• _Problem_: Filter the listing down to the lines containing the word "rough".

• _Dataset records_:
========================================================================
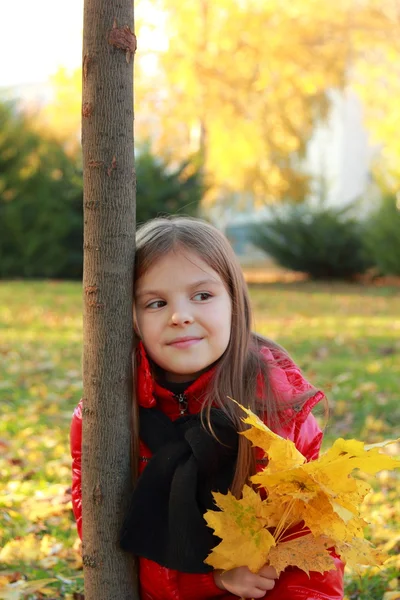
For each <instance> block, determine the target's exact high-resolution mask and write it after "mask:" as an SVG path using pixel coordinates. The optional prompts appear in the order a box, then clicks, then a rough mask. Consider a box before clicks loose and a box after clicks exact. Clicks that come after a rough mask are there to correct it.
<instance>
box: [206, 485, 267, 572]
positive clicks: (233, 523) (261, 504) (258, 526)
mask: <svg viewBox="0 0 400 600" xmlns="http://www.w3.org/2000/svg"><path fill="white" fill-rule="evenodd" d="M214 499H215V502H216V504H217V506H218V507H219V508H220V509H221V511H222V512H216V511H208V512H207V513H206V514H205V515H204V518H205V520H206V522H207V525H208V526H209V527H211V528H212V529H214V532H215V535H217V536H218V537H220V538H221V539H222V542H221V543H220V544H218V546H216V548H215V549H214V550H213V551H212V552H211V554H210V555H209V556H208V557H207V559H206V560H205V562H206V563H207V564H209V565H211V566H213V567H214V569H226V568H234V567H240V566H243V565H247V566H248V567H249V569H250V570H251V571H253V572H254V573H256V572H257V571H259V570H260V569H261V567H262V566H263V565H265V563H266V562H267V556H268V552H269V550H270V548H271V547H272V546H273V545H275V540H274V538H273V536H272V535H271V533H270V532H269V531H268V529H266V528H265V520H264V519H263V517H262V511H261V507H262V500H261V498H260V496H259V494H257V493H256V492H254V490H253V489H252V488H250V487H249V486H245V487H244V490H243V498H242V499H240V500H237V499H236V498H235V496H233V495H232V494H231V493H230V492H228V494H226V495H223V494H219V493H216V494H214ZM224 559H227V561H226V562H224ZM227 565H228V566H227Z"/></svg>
========================================================================
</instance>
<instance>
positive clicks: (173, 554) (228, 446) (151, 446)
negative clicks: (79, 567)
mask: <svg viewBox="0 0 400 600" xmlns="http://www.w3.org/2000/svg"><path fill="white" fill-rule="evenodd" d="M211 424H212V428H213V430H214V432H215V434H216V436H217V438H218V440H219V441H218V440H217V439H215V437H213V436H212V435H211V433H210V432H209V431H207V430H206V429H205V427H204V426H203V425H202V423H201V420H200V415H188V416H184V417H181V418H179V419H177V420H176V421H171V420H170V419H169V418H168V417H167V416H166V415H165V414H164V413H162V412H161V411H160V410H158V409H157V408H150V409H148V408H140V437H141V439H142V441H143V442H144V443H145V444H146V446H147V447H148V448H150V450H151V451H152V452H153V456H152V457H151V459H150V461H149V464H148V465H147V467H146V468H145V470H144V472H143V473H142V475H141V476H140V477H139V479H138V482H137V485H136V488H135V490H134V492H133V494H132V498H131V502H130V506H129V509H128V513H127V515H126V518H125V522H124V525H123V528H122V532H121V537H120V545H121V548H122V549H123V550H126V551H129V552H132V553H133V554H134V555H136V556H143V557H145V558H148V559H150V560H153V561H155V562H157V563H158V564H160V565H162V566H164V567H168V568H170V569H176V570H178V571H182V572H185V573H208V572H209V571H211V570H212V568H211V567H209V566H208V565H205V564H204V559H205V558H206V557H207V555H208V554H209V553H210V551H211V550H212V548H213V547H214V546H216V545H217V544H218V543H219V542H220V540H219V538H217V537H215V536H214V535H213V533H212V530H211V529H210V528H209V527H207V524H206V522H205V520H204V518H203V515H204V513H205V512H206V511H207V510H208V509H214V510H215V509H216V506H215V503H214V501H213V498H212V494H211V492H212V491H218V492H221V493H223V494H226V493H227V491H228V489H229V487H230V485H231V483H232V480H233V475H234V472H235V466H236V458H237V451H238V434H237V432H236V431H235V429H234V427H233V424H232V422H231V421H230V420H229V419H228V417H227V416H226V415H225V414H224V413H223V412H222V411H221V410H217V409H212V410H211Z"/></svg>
========================================================================
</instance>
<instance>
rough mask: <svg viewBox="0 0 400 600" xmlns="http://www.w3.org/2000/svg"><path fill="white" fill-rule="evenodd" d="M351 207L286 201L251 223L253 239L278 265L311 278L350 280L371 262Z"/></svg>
========================================================================
• _Solution to this problem_:
For each <instance> block, determine the target's exact high-resolution mask and write it after "mask:" as an SVG path using pixel coordinates. The optional prompts appear in the order a box, then clicks, then a rough mask. Consider a box before clicks loose and a box after clicks exact. Clicks that come after a rough mask are there to correct it.
rough mask: <svg viewBox="0 0 400 600" xmlns="http://www.w3.org/2000/svg"><path fill="white" fill-rule="evenodd" d="M351 207L286 201L251 223L253 239L278 265L311 278L350 280L371 262Z"/></svg>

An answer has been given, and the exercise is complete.